** Task goal **
Write out the material in full, matching each line exactly.
Data under study Block Start
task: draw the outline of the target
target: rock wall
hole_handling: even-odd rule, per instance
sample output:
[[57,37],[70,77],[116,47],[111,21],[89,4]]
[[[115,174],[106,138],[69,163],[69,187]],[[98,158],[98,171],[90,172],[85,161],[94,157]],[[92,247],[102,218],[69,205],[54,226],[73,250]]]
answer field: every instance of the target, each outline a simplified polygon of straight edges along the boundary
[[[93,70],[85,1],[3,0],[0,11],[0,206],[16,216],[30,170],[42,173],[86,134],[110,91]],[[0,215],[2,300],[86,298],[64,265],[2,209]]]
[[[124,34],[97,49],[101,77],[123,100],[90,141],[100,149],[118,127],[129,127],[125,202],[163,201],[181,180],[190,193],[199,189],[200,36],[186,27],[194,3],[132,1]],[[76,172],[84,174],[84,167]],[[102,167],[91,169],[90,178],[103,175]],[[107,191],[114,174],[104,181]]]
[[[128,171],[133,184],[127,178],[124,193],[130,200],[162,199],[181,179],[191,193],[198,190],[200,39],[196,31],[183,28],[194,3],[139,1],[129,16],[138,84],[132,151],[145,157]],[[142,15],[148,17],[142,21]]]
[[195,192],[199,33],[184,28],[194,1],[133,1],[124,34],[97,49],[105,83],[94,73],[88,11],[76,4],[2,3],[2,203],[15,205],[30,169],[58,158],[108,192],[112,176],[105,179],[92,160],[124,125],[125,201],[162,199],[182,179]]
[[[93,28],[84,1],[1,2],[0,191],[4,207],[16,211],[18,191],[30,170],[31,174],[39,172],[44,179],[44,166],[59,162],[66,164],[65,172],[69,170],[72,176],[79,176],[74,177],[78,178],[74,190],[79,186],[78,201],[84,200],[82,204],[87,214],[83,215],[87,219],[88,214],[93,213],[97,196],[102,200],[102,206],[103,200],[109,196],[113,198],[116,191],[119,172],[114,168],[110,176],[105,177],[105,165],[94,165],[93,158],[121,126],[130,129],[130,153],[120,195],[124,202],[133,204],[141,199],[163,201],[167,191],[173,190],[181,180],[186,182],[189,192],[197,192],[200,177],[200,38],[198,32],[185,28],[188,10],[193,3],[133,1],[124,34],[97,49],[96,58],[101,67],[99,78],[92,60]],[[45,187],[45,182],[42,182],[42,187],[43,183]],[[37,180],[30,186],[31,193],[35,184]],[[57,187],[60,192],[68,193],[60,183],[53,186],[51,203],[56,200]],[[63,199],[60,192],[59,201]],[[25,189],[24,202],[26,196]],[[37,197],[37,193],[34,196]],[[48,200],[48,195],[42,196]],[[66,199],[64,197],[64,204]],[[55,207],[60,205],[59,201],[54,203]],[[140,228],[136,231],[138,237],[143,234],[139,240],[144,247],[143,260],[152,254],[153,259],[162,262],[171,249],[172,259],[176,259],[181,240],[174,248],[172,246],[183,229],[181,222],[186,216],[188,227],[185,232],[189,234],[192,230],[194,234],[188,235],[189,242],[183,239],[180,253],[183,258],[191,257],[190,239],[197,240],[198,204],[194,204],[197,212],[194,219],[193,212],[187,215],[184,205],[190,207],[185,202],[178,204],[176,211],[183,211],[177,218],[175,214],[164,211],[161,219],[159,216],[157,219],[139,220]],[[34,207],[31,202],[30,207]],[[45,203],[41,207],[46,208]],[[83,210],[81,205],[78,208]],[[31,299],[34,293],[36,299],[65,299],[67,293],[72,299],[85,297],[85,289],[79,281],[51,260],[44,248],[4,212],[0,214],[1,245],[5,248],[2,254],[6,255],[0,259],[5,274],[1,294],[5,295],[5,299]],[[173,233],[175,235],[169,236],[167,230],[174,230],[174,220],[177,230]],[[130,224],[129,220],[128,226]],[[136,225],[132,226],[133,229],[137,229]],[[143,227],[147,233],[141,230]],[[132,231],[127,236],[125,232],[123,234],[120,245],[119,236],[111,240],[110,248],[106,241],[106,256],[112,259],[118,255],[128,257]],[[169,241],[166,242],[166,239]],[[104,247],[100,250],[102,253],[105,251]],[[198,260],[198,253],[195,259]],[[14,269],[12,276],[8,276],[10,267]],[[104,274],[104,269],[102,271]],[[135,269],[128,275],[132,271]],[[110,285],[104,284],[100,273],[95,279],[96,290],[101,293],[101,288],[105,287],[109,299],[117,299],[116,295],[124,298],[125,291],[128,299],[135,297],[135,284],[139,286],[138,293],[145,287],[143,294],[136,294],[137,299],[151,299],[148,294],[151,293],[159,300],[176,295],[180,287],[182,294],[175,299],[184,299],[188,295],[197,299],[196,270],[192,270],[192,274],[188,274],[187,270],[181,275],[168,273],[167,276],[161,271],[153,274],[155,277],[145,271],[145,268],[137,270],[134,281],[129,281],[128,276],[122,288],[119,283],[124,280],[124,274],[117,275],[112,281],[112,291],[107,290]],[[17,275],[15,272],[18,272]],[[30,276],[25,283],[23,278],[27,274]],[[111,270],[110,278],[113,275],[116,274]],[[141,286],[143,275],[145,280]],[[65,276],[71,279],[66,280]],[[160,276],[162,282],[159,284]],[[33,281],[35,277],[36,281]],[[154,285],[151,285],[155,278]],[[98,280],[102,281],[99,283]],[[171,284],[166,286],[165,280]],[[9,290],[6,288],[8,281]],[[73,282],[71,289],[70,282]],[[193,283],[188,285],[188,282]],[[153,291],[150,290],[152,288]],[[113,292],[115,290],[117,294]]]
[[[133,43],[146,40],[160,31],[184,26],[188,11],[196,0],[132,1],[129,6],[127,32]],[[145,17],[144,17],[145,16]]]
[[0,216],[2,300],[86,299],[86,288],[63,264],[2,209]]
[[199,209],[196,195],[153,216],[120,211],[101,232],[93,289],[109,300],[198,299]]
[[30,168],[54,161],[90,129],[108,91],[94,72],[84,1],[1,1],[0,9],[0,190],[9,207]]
Data under study Block End
** Written answer **
task: draw the outline of the target
target: rock wall
hole_handling: even-odd rule, per instance
sample output:
[[57,37],[70,77],[116,47],[111,21],[89,4]]
[[[115,174],[106,138],[69,163],[69,187]],[[98,158],[98,171],[90,172],[85,161],[94,157]],[[92,247],[102,218],[69,205],[54,226],[73,250]]]
answer field: every instance of the target, each outline a simplified polygon of straight edges along the boundary
[[[93,70],[85,1],[3,0],[0,11],[0,206],[16,216],[30,170],[42,173],[86,134],[110,91]],[[0,215],[2,300],[86,298],[64,265],[2,209]]]
[[[124,34],[97,49],[101,77],[123,100],[90,141],[100,149],[118,127],[129,127],[125,202],[163,201],[181,180],[190,193],[199,189],[200,36],[186,27],[194,3],[132,1]],[[76,172],[84,174],[84,167]],[[102,167],[91,169],[90,178],[103,175]],[[107,191],[114,174],[104,181]]]
[[[128,171],[133,184],[127,178],[124,193],[130,200],[162,199],[181,179],[191,193],[198,190],[200,39],[196,31],[183,28],[194,3],[139,1],[129,16],[138,84],[132,151],[145,157]],[[142,15],[148,17],[142,21]]]
[[195,192],[199,33],[184,28],[194,1],[133,1],[124,34],[97,49],[105,83],[94,73],[88,11],[76,4],[2,3],[2,203],[15,205],[30,169],[58,158],[108,192],[112,176],[105,179],[92,160],[124,125],[125,201],[162,199],[182,179]]
[[[93,28],[84,1],[1,2],[0,191],[4,207],[16,211],[18,191],[30,170],[31,174],[39,172],[44,179],[44,166],[59,162],[66,164],[65,172],[69,170],[72,176],[79,176],[74,177],[78,178],[74,190],[79,186],[78,201],[84,200],[82,204],[87,214],[83,215],[87,219],[88,214],[93,213],[97,196],[102,200],[102,206],[103,200],[109,196],[113,198],[116,191],[119,172],[114,168],[110,176],[105,177],[105,165],[94,165],[93,158],[121,126],[130,129],[130,153],[120,195],[124,202],[133,204],[141,199],[163,201],[167,191],[173,190],[181,180],[186,182],[189,192],[197,192],[200,177],[200,38],[198,32],[185,28],[188,10],[193,3],[133,1],[124,34],[97,49],[96,58],[101,67],[99,78],[92,60]],[[45,187],[45,182],[42,182],[42,187],[43,183]],[[37,180],[30,186],[31,193],[35,184]],[[57,187],[60,192],[68,193],[60,183],[53,186],[51,203],[56,200]],[[63,199],[60,192],[59,201]],[[25,189],[24,202],[26,196]],[[37,197],[37,193],[34,196]],[[48,200],[48,195],[42,196]],[[66,199],[64,197],[64,204]],[[55,207],[60,205],[59,201],[54,203]],[[140,228],[136,231],[138,237],[143,234],[139,240],[144,247],[143,260],[152,254],[153,259],[162,262],[171,249],[172,259],[176,259],[181,240],[174,248],[172,246],[183,229],[181,222],[186,216],[188,227],[185,232],[189,234],[192,230],[194,234],[188,235],[189,242],[183,239],[180,253],[183,258],[191,257],[190,239],[197,240],[198,204],[194,204],[197,212],[194,219],[193,212],[187,215],[184,205],[190,207],[185,202],[178,204],[176,211],[183,211],[177,218],[175,214],[164,211],[161,219],[159,216],[157,219],[139,220]],[[34,207],[31,202],[30,207]],[[45,203],[41,207],[46,208]],[[83,210],[81,205],[78,208]],[[31,299],[34,293],[36,299],[65,299],[67,293],[72,299],[85,297],[85,289],[79,281],[51,260],[44,248],[4,212],[0,214],[1,245],[5,248],[2,254],[6,255],[0,259],[5,274],[1,294],[5,295],[5,299]],[[173,233],[175,235],[169,236],[167,230],[174,230],[174,220],[177,230]],[[130,224],[129,220],[128,226]],[[136,225],[132,226],[133,229],[137,229]],[[143,227],[147,233],[141,230]],[[132,231],[127,236],[125,232],[123,234],[120,245],[119,236],[111,240],[110,248],[106,241],[106,256],[112,259],[118,255],[128,257]],[[169,241],[166,242],[166,239]],[[104,247],[100,250],[102,253],[105,251]],[[198,260],[198,253],[195,259]],[[14,269],[12,276],[8,276],[10,267]],[[104,274],[104,269],[102,271]],[[135,269],[128,275],[132,271]],[[110,285],[104,284],[100,273],[95,279],[96,290],[101,293],[101,288],[105,287],[109,299],[117,299],[116,295],[124,298],[125,291],[128,299],[135,297],[135,284],[139,286],[138,293],[145,287],[143,294],[136,294],[137,299],[151,299],[148,294],[151,293],[159,300],[176,295],[180,287],[182,294],[175,299],[184,299],[188,295],[197,299],[196,270],[192,270],[192,274],[188,274],[187,270],[181,275],[168,273],[167,276],[161,271],[153,274],[155,277],[145,271],[145,268],[137,270],[134,281],[129,281],[128,276],[122,288],[119,283],[124,280],[124,274],[117,275],[112,281],[112,291],[107,290]],[[17,275],[15,272],[18,272]],[[30,276],[25,283],[23,278],[27,274]],[[111,270],[110,278],[113,275],[116,274]],[[141,286],[143,275],[145,280]],[[65,276],[71,279],[66,280]],[[160,276],[162,282],[159,284]],[[33,281],[35,277],[36,281]],[[154,285],[151,285],[155,278]],[[98,280],[102,281],[99,283]],[[171,284],[166,286],[165,280]],[[9,290],[6,288],[8,281]],[[73,282],[71,289],[70,282]],[[193,283],[188,285],[188,282]],[[153,291],[150,290],[152,288]],[[113,292],[115,290],[117,294]]]
[[[133,43],[146,40],[160,31],[184,26],[188,11],[196,0],[132,1],[129,6],[127,32]],[[145,17],[144,17],[145,16]]]
[[0,216],[2,300],[86,299],[86,288],[63,264],[2,209]]
[[199,209],[196,195],[153,216],[120,211],[101,232],[93,289],[109,300],[198,299]]
[[30,168],[54,161],[90,129],[108,91],[94,72],[84,1],[1,1],[0,9],[0,190],[9,207]]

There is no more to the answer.